Exercise inputs:
____

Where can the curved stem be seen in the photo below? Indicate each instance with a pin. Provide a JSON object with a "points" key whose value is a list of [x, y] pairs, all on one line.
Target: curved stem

____

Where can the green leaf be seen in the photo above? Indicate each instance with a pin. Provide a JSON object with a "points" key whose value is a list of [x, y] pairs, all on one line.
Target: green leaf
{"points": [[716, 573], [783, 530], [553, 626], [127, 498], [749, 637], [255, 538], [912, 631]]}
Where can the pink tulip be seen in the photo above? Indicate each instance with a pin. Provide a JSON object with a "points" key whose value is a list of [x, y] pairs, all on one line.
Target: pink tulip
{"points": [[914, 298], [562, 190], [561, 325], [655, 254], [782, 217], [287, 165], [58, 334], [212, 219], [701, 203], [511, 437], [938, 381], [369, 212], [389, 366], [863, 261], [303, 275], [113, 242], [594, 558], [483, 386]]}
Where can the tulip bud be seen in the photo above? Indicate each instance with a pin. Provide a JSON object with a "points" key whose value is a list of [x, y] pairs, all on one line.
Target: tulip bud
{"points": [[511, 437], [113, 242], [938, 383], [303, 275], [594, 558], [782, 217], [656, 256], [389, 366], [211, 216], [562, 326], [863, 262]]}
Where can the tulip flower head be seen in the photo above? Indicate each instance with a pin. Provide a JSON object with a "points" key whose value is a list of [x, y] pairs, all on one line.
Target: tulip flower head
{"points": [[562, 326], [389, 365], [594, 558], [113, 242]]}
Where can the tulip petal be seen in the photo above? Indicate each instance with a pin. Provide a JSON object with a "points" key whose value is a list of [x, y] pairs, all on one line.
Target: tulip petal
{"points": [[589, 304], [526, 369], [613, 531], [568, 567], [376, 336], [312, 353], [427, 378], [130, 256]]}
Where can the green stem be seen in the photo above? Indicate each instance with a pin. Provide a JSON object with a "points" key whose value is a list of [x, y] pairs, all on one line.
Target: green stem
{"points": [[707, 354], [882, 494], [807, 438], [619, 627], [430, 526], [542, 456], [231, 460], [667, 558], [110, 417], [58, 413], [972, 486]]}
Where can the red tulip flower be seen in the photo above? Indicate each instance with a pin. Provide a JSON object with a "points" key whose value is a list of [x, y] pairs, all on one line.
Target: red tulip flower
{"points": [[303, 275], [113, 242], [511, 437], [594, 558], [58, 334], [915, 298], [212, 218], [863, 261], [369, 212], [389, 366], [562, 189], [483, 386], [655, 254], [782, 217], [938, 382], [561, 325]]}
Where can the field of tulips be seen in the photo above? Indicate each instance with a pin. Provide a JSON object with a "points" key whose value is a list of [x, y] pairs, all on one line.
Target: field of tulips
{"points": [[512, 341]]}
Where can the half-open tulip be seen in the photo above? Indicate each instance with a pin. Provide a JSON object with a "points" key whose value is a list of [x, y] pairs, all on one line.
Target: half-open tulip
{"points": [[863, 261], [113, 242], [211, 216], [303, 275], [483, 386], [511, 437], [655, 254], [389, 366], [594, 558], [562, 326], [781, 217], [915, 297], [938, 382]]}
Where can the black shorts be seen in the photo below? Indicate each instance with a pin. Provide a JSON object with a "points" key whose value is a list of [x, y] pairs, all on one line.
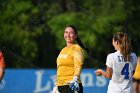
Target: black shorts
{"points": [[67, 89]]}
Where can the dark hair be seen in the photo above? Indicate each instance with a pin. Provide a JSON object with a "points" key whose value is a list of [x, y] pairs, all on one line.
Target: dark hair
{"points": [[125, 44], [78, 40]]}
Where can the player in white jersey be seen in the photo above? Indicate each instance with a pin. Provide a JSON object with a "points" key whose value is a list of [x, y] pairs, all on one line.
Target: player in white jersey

____

Objective:
Reproduce the items from the line containing "Where can the curved" down to the line containing "Target: curved stem", inclusive of both.

Finished answer:
Where can the curved stem be seen in the photo below? Indicate each instance with a pin. Provide a JSON object with a "points" key whose value is a list of [x, y] pairs, all on one line.
Target: curved stem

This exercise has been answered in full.